[START OF Records supplied]
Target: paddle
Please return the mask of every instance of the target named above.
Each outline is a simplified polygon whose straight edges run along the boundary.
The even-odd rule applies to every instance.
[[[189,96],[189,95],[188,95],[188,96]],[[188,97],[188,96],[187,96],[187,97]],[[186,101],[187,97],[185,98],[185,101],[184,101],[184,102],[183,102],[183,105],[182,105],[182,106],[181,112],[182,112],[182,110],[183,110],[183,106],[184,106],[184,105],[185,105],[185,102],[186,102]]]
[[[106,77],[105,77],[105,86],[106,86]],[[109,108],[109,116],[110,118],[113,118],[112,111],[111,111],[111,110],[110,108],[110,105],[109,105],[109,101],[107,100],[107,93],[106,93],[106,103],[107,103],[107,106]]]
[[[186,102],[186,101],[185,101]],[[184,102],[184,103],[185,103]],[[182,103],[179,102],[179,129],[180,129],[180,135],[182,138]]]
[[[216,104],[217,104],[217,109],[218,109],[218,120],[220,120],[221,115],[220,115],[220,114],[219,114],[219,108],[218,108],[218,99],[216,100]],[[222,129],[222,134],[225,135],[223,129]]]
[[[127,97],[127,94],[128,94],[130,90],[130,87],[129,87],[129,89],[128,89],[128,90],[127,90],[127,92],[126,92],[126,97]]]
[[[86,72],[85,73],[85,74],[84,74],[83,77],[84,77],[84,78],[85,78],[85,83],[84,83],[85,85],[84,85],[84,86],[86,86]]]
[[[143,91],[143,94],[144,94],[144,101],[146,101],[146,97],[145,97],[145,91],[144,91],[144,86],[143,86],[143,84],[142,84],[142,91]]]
[END OF Records supplied]
What is required: Render every line of the items above as a JSON list of strings, with one string per line and blank lines omitted.

Output of the task:
[
  "Target: paddle",
  "Please return the mask of every instance of the target named above.",
  "Each outline is a simplified polygon whose straight edges run along the boundary.",
  "The even-odd rule applies to every instance.",
  "[[[189,96],[189,95],[188,95],[188,96]],[[188,97],[188,96],[187,96],[187,97]],[[186,101],[187,97],[185,98],[185,101],[184,101],[184,102],[183,102],[183,105],[182,105],[182,106],[181,112],[182,112],[182,110],[183,110],[183,106],[184,106],[184,105],[185,105],[185,102],[186,102]]]",
  "[[[106,77],[105,77],[105,86],[106,86]],[[109,108],[109,116],[110,118],[113,118],[112,111],[111,111],[111,110],[110,108],[110,105],[109,105],[109,101],[107,100],[107,93],[106,93],[106,103],[107,103],[107,106]]]",
  "[[[186,102],[186,101],[185,101]],[[184,102],[184,103],[185,103]],[[182,103],[179,102],[179,129],[180,129],[180,135],[182,138]]]",
  "[[[216,104],[217,104],[217,109],[218,109],[218,120],[220,120],[221,115],[220,115],[220,114],[219,114],[219,108],[218,108],[218,99],[216,100]],[[222,129],[222,134],[225,135],[223,129]]]",
  "[[[127,97],[127,94],[128,94],[130,90],[130,87],[129,87],[129,89],[128,89],[128,90],[127,90],[127,92],[126,92],[126,97]]]",
  "[[[86,72],[85,73],[85,74],[84,74],[83,77],[84,77],[84,78],[85,78],[85,83],[84,83],[85,85],[84,85],[84,86],[86,86]]]",
  "[[[143,91],[143,94],[144,94],[144,101],[146,101],[146,97],[145,97],[145,91],[144,91],[144,86],[143,86],[143,84],[142,84],[142,91]]]"
]